**Requirement**:
Retype every one of the following rows verbatim, keeping each character and line break unchanged.

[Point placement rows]
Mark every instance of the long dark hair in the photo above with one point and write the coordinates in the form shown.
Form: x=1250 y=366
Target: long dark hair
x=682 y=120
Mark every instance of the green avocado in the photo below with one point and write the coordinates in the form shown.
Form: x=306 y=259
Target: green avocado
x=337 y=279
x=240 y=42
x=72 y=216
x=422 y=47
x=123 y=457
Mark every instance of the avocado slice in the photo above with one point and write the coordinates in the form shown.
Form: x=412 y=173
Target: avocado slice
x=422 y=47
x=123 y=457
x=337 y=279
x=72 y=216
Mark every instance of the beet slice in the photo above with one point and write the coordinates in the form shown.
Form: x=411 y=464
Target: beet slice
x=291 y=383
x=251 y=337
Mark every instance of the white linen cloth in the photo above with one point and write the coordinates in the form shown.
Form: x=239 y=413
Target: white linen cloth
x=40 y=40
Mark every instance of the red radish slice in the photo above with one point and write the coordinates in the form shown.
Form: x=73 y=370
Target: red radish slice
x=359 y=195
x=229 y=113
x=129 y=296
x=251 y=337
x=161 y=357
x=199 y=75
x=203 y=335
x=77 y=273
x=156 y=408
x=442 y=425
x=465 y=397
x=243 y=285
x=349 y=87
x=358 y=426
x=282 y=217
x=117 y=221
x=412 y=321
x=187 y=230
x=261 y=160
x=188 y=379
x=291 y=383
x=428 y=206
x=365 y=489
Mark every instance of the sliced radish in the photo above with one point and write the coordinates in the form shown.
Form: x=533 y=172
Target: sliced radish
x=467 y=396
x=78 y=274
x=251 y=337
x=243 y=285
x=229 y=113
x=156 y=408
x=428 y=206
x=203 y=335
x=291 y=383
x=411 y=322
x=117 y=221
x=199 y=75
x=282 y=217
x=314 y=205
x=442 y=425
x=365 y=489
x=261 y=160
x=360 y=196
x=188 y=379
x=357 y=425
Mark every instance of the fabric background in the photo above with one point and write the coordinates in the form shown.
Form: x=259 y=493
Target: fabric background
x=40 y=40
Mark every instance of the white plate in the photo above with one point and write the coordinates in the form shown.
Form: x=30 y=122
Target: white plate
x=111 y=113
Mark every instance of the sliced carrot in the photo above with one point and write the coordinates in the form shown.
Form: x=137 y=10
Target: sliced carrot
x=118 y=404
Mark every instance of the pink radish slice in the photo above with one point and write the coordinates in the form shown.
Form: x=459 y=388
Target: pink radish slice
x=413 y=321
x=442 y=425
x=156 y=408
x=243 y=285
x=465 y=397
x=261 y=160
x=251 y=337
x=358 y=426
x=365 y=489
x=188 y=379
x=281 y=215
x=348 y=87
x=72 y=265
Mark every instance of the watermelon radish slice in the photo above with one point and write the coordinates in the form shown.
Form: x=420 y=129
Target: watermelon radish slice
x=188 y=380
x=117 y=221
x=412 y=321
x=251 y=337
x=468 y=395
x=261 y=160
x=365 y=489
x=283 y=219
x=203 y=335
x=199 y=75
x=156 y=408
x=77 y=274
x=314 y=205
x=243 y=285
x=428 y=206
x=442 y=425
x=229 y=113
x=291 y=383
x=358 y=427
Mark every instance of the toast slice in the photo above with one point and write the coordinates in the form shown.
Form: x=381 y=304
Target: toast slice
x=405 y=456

**Solution to this problem**:
Mark every instance of the long dark hair in the photo above with one point and write the coordinates in the form shown.
Form: x=1250 y=366
Target: long dark hair
x=682 y=120
Mark every instance of the green avocado in the photo below with one point and write the coordinates in the form shown.
Form: x=306 y=259
Target: green avocado
x=337 y=279
x=240 y=42
x=72 y=216
x=422 y=47
x=123 y=457
Mark every instance of the avocado slice in the photo above with one point and write the coordinates in the form shown.
Form: x=412 y=173
Target: avocado slice
x=422 y=47
x=123 y=457
x=337 y=279
x=72 y=216
Mark every instance of the beet slice in the photo above with one point and write the coordinates in the form shown.
Form: x=411 y=464
Target: beet slice
x=291 y=383
x=251 y=337
Mark every instance of the white linen cloth in the photo above with one point and write the coordinates in the form shown.
Form: x=239 y=413
Target: white linen cloth
x=40 y=40
Mark every instance of the red radish slice in the photo above with one point and write the coordinates in the form shown.
Form: x=73 y=370
Target: red radish slice
x=359 y=195
x=229 y=113
x=129 y=296
x=251 y=337
x=161 y=357
x=199 y=75
x=203 y=335
x=77 y=273
x=156 y=408
x=442 y=425
x=465 y=397
x=243 y=285
x=349 y=87
x=358 y=426
x=282 y=217
x=117 y=221
x=412 y=321
x=187 y=230
x=261 y=160
x=188 y=379
x=291 y=383
x=428 y=206
x=365 y=489
Mark every instance of the sliced radish in the photo above with one point and write the coordinates in the form shown.
Form: x=533 y=172
Target: sliced radish
x=467 y=396
x=78 y=274
x=251 y=337
x=243 y=285
x=229 y=113
x=156 y=408
x=428 y=206
x=203 y=335
x=291 y=383
x=411 y=322
x=117 y=221
x=199 y=75
x=282 y=217
x=314 y=205
x=442 y=425
x=365 y=489
x=261 y=160
x=360 y=196
x=188 y=379
x=357 y=425
Mark every instance of the fabric background in the photo above with one point and write the coordinates in the form shown.
Form: x=259 y=493
Target: fabric background
x=40 y=40
Mark every instance of the white plate in the photo above with one point and write the coordinates in the form shown.
Form: x=30 y=122
Target: white plate
x=111 y=113
Mark every instance of the sliced carrot in the photo above with one point and write the coordinates in the form shown.
Form: x=137 y=10
Target: sliced carrot
x=118 y=404
Mark every instance of the pink radish slice in the photo above with one point and write the coordinates in the form shown.
Form: x=459 y=388
Target: pink radish slice
x=413 y=321
x=442 y=425
x=156 y=408
x=243 y=285
x=465 y=397
x=261 y=160
x=251 y=337
x=358 y=426
x=365 y=489
x=188 y=379
x=281 y=215
x=348 y=87
x=72 y=265
Mark every instance of the watermelon radish slice in the photo above with one point and write the coordinates in the form shown.
Form: x=420 y=129
Target: watermelon radish slice
x=188 y=380
x=117 y=221
x=412 y=321
x=251 y=337
x=468 y=395
x=261 y=160
x=365 y=489
x=283 y=219
x=203 y=335
x=199 y=75
x=156 y=408
x=77 y=274
x=314 y=205
x=243 y=285
x=428 y=206
x=442 y=425
x=229 y=113
x=291 y=383
x=358 y=427
Mark every instance of the toast slice in the photo above with one point and write the coordinates in the form shown.
Form: x=381 y=304
Target: toast slice
x=405 y=456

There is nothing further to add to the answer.